▶ _Source records_

· · · · ·

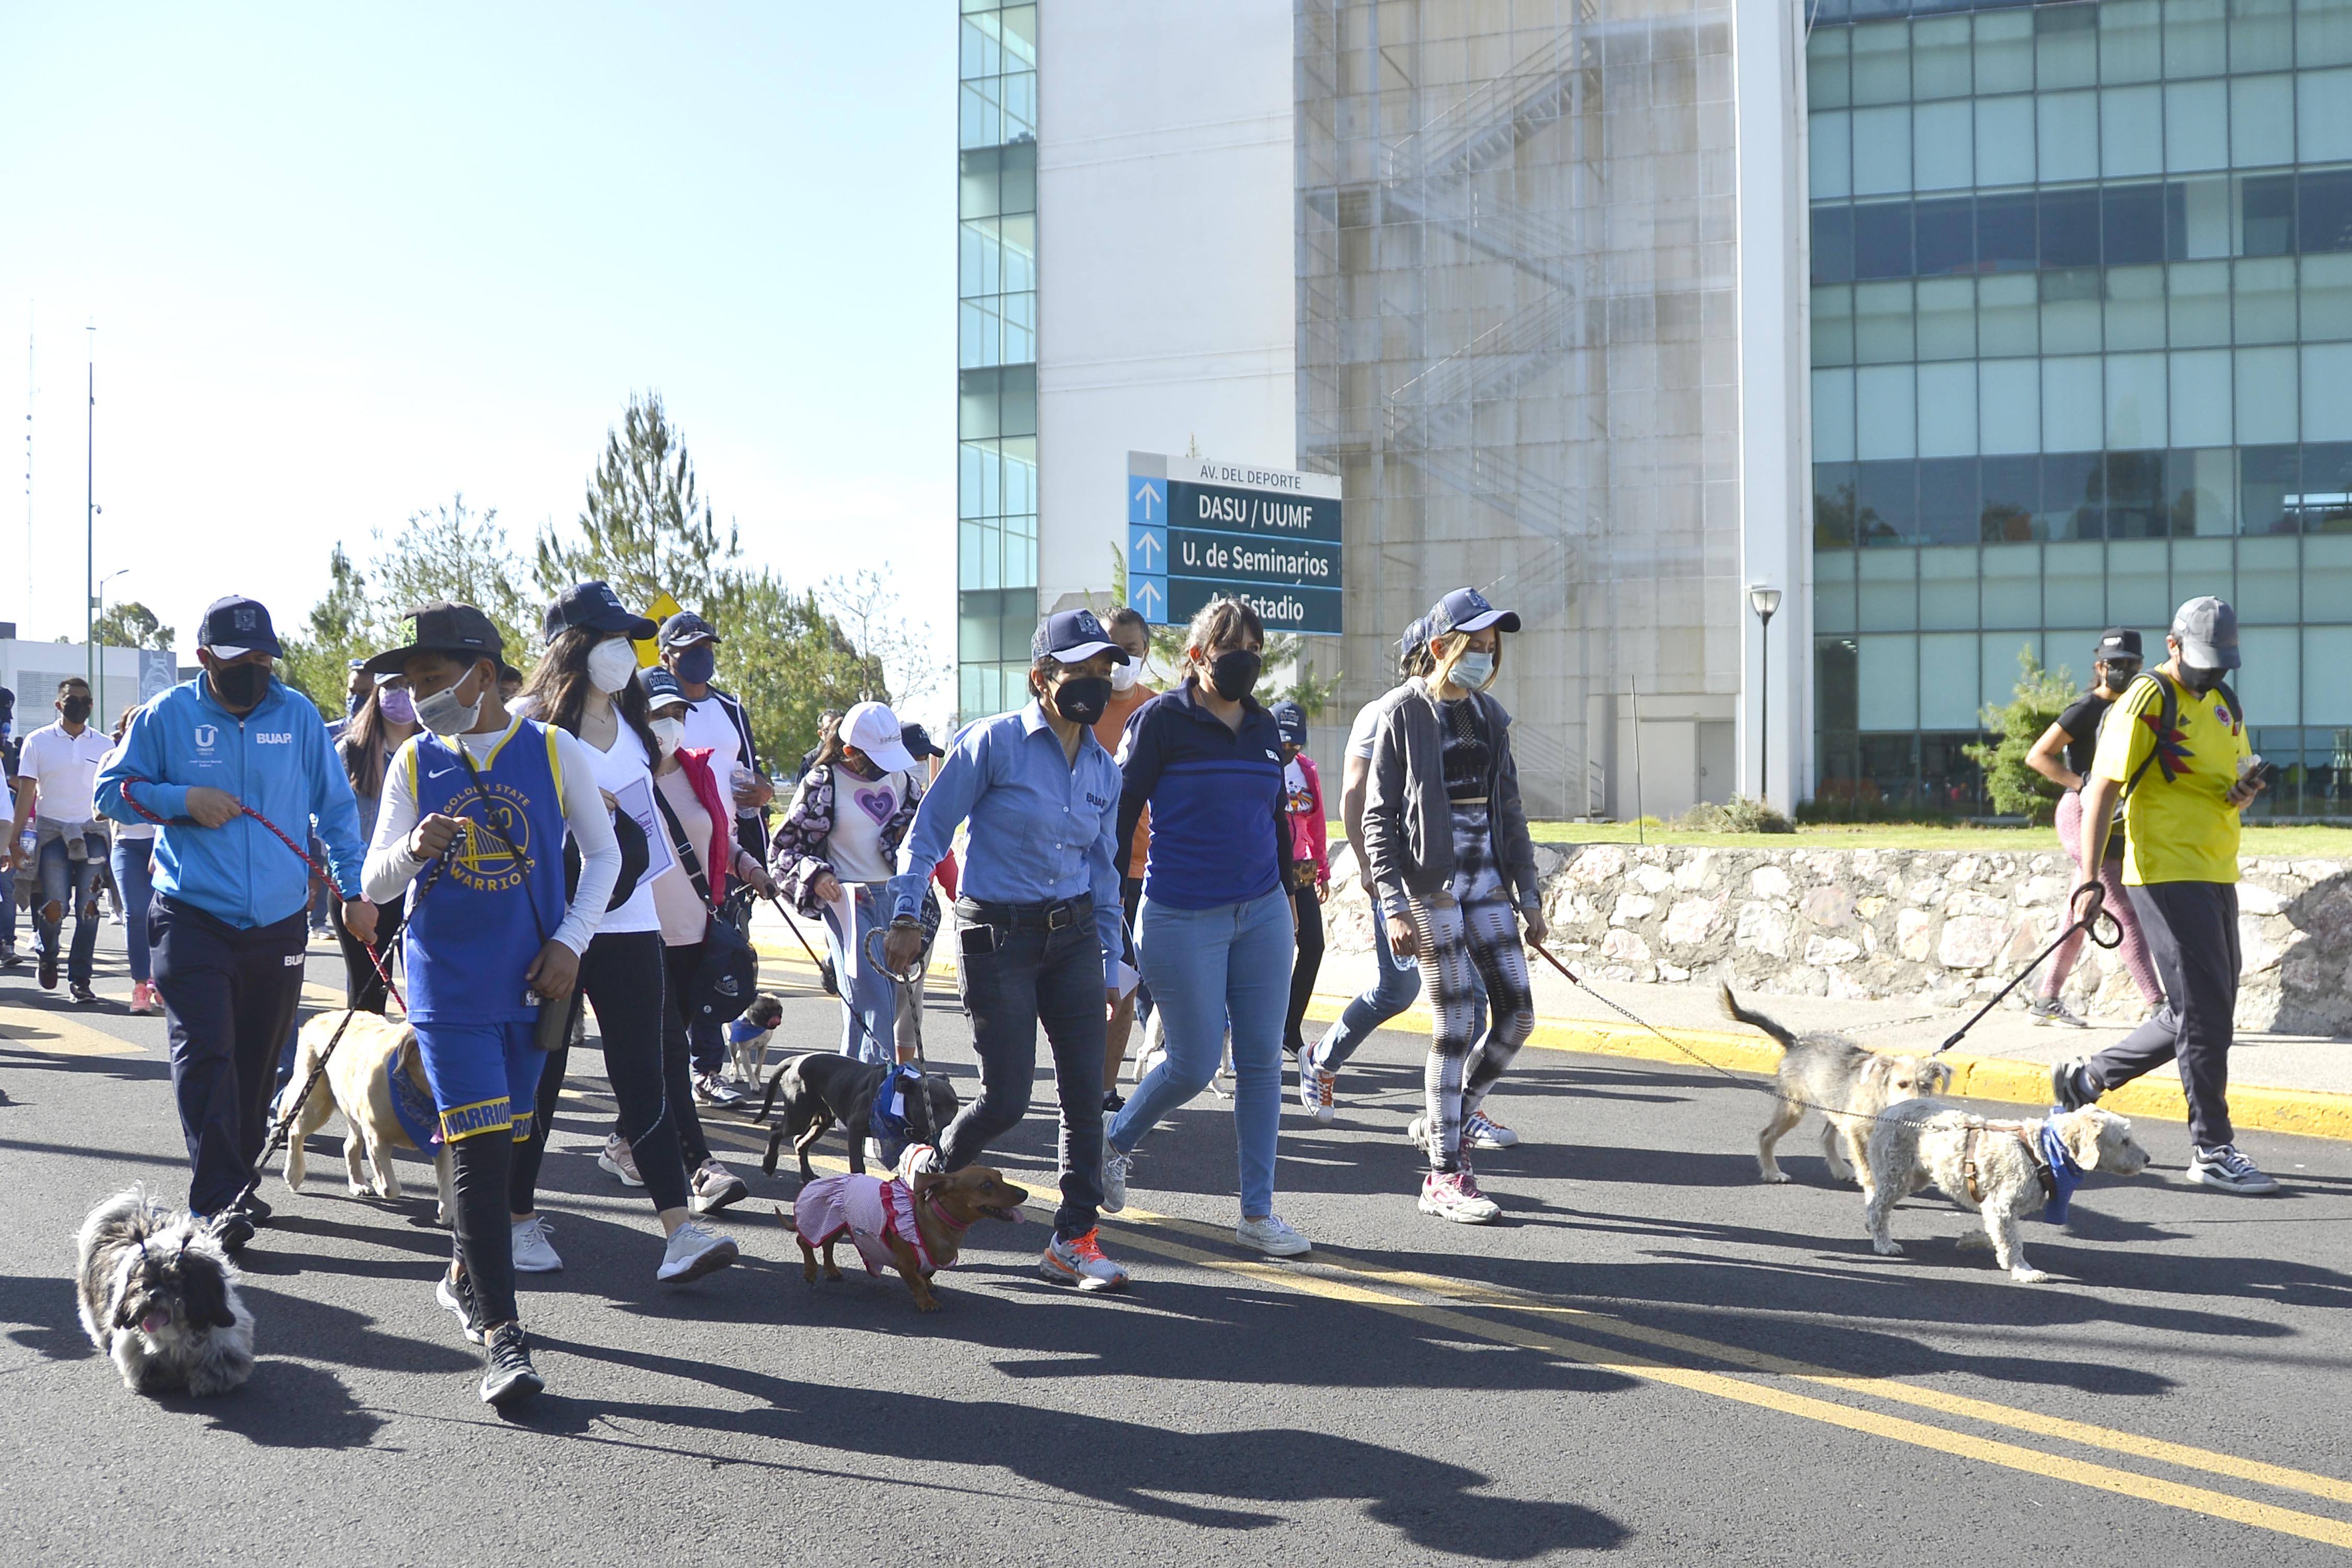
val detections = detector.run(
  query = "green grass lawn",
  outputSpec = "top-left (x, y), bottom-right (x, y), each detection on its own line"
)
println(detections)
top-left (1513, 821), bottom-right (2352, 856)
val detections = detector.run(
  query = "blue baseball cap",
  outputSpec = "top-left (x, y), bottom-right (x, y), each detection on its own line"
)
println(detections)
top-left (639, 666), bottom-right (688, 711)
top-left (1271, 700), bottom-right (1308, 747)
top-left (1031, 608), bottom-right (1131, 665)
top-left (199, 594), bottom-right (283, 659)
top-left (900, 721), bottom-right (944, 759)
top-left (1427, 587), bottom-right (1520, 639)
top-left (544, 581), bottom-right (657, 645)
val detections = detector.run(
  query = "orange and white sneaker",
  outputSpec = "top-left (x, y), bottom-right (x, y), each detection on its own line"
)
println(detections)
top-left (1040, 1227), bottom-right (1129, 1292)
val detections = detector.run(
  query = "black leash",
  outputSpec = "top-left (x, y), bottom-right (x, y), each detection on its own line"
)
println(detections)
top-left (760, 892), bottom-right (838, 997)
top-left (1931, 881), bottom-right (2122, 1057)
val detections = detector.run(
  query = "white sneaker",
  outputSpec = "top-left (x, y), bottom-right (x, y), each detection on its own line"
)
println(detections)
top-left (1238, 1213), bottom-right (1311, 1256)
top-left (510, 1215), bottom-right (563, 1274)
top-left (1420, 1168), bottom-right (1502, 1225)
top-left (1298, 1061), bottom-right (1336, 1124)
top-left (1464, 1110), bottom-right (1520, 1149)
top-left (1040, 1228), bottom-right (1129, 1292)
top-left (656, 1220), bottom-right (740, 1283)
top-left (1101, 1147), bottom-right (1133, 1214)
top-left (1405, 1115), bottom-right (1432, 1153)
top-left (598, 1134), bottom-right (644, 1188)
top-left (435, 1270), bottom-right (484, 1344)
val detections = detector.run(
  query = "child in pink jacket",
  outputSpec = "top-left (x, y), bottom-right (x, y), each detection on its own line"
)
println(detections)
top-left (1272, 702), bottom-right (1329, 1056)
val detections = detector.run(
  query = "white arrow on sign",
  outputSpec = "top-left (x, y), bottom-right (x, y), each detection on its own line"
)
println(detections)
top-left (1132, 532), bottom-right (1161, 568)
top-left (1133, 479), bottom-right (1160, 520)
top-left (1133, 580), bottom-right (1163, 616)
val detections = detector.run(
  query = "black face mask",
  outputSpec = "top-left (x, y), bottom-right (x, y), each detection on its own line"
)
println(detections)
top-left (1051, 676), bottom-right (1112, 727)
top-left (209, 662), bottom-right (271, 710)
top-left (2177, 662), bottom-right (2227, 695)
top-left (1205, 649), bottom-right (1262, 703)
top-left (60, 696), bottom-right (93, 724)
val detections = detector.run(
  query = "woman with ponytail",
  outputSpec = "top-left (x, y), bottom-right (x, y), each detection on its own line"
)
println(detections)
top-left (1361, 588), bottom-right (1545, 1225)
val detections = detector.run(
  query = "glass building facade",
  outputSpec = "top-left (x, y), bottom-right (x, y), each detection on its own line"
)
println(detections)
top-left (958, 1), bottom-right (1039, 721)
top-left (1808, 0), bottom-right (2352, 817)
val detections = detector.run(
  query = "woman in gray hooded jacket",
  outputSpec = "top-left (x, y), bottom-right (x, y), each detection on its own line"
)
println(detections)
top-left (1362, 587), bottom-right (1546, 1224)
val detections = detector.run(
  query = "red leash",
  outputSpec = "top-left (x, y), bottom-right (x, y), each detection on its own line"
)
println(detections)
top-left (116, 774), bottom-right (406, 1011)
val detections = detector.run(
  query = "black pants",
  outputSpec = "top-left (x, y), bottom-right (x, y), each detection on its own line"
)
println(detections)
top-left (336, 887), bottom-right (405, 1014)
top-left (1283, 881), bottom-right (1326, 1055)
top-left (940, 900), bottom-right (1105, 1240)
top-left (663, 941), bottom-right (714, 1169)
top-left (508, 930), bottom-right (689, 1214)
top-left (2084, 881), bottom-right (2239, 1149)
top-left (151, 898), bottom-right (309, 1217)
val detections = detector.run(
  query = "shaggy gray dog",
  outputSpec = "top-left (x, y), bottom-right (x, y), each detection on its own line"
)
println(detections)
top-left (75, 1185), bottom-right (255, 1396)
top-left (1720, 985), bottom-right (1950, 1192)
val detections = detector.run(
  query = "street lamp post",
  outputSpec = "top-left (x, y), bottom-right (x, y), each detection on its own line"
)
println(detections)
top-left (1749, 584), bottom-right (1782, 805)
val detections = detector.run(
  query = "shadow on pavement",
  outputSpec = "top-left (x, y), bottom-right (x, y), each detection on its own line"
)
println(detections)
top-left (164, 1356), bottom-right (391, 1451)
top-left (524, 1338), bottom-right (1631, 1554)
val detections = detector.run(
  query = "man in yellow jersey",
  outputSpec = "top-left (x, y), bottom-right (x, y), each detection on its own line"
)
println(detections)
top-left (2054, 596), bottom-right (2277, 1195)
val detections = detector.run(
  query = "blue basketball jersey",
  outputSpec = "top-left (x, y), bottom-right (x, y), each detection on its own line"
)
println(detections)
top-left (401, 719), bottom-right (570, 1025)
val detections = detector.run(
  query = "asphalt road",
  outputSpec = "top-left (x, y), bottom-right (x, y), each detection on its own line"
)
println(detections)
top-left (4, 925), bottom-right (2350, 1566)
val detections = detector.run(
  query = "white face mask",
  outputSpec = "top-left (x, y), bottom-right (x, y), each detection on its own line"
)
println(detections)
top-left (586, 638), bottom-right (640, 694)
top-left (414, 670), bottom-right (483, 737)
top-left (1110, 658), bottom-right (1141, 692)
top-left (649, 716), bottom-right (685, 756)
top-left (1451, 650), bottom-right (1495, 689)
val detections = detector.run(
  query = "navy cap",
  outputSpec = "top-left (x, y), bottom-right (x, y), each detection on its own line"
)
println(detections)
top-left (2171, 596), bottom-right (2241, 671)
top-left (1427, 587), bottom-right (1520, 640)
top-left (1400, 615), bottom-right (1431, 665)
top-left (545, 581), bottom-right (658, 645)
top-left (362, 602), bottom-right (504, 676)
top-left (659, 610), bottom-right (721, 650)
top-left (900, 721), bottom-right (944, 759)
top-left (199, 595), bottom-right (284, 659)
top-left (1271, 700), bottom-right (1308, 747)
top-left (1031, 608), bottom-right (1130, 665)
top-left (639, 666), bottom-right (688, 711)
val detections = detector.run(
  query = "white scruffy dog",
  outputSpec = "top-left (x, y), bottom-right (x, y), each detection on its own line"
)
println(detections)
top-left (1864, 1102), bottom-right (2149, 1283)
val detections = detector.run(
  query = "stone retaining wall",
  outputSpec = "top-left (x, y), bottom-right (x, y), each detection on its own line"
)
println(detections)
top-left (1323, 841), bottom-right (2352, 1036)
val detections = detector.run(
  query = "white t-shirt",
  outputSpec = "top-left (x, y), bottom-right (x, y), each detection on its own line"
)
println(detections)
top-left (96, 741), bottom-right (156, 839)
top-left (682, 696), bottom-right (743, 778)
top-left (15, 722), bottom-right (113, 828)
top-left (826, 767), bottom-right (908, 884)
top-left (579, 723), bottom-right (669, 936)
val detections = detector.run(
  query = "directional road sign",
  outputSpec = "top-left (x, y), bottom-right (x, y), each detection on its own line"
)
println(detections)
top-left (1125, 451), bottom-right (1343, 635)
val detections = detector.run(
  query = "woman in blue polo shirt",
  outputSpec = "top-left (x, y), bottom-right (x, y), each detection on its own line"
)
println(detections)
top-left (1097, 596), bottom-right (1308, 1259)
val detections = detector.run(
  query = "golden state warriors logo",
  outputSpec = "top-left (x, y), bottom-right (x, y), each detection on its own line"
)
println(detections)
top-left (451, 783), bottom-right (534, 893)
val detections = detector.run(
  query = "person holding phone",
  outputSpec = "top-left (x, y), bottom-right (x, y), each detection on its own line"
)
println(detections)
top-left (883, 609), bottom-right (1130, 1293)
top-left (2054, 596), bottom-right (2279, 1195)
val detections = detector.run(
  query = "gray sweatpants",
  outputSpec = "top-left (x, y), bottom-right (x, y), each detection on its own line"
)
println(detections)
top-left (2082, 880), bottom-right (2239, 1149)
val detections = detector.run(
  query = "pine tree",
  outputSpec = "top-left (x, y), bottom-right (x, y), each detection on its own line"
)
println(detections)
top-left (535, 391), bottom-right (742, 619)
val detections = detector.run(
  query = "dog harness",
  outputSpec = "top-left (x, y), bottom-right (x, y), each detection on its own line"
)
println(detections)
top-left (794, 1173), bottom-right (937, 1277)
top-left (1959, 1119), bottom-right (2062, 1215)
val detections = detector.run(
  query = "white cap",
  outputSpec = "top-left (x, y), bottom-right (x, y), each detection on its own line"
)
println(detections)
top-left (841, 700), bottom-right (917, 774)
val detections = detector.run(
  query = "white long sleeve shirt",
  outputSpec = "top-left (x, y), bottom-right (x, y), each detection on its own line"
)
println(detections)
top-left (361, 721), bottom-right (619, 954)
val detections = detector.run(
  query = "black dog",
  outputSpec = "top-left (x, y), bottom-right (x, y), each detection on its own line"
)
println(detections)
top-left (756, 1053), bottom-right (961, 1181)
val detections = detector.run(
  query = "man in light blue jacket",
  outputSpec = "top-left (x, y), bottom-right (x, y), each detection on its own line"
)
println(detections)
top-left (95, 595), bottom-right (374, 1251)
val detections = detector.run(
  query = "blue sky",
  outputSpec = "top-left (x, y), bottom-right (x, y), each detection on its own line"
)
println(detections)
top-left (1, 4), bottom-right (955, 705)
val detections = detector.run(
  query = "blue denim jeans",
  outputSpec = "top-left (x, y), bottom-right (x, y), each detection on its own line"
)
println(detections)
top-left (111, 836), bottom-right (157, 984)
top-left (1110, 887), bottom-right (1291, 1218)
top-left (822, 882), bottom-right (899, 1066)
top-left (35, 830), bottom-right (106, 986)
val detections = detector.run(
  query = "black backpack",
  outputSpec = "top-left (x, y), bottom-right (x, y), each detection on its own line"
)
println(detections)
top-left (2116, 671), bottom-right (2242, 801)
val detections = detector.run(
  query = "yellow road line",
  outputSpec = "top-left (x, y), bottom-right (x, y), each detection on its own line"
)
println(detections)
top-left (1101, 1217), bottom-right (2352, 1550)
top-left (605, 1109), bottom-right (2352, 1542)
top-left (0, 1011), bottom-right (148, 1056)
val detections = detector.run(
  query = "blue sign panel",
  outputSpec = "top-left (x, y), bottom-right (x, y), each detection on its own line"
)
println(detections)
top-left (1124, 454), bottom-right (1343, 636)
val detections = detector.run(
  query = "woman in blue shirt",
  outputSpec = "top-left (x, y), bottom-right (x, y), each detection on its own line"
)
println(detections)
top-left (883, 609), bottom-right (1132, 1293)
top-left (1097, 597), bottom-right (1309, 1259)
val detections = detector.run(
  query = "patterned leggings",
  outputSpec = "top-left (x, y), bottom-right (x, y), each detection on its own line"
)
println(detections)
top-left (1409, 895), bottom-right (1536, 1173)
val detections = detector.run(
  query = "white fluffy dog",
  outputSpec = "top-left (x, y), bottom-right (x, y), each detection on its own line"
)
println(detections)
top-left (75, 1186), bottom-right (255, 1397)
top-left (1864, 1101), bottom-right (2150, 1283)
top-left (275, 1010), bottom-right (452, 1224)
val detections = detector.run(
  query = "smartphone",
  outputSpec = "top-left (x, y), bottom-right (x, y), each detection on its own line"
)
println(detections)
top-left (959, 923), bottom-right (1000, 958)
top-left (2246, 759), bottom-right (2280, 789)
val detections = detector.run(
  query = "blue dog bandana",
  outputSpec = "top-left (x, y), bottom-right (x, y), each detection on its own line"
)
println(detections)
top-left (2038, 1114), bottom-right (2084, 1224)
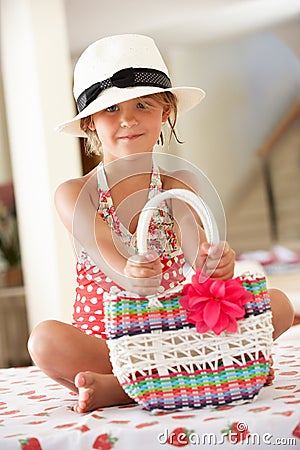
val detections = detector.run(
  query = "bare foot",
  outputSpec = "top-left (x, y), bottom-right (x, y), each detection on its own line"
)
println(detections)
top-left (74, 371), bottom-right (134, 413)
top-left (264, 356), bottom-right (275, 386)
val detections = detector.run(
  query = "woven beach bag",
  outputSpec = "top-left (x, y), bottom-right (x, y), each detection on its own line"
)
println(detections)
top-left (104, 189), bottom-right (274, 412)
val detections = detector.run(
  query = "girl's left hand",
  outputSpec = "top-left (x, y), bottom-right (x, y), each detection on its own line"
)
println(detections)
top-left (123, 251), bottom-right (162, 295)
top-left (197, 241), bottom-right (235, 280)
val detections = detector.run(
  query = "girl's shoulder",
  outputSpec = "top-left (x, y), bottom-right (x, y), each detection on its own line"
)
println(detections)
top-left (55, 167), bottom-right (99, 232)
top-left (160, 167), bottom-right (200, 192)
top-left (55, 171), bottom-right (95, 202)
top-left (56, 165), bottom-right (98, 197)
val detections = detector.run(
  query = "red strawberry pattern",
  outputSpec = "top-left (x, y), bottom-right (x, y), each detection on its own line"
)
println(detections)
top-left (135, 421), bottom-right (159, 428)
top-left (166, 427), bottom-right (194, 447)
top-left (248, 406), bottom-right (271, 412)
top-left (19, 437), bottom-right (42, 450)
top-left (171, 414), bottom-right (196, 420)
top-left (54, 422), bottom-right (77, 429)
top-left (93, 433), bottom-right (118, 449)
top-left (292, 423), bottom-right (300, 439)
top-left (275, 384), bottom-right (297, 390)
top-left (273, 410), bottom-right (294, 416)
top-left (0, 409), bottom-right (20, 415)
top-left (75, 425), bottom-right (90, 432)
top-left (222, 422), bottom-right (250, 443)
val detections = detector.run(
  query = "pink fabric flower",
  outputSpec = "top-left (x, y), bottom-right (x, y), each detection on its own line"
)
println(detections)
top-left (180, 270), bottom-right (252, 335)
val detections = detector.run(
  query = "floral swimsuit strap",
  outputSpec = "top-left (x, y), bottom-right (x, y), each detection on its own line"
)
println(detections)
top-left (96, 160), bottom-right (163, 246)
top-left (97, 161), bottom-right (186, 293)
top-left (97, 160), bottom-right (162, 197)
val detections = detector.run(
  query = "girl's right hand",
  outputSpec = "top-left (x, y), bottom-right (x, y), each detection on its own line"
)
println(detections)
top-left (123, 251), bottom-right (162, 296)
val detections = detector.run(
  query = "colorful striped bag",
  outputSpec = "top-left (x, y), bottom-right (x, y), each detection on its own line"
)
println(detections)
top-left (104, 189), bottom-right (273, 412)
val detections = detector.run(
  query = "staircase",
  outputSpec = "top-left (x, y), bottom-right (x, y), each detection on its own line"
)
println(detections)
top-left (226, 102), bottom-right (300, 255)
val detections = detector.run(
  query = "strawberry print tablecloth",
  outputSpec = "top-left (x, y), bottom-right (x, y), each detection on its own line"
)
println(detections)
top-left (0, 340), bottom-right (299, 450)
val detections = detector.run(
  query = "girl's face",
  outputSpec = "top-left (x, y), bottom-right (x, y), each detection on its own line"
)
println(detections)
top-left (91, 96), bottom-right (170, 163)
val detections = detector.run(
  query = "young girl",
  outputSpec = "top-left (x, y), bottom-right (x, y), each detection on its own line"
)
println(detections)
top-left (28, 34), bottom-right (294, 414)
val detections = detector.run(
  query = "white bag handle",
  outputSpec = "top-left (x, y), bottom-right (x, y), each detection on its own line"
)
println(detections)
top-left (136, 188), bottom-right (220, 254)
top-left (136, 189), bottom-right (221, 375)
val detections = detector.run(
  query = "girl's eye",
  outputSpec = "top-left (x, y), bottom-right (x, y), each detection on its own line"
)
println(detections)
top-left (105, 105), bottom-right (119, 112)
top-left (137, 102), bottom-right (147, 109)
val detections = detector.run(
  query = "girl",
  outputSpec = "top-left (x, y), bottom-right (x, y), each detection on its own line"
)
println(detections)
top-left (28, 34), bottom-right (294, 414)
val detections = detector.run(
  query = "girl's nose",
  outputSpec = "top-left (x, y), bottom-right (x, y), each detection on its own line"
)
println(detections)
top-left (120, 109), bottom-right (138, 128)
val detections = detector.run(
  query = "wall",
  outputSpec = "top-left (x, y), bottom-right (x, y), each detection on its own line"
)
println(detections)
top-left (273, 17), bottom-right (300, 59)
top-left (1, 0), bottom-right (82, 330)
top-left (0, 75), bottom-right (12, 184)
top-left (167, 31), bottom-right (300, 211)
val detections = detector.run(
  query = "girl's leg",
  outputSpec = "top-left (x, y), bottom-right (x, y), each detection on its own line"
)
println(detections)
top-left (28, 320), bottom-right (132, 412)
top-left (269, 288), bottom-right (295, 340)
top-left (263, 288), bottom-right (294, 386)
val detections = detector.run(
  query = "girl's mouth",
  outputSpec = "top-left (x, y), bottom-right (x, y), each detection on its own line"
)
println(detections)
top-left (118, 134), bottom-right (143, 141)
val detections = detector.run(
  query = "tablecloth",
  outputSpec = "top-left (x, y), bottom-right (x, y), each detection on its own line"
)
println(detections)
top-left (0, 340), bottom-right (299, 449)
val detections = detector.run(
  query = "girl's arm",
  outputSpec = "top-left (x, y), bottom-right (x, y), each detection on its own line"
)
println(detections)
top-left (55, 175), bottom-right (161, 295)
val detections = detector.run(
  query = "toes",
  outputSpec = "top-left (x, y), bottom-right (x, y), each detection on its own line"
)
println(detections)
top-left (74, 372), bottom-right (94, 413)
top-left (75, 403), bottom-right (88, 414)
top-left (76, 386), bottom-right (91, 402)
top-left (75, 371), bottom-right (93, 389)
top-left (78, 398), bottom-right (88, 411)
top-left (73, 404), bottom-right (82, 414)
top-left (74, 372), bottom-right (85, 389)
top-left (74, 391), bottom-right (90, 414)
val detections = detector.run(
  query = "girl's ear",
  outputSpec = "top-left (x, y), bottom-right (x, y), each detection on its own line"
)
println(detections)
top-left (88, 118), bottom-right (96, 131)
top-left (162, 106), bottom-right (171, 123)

· · · · ·

▶ _Directions for this task_
Gather and copy every line of the data in which the string "jersey" is found.

▶ _Answer section_
  query = "man in yellow jersey",
  query = "blue basketball jersey",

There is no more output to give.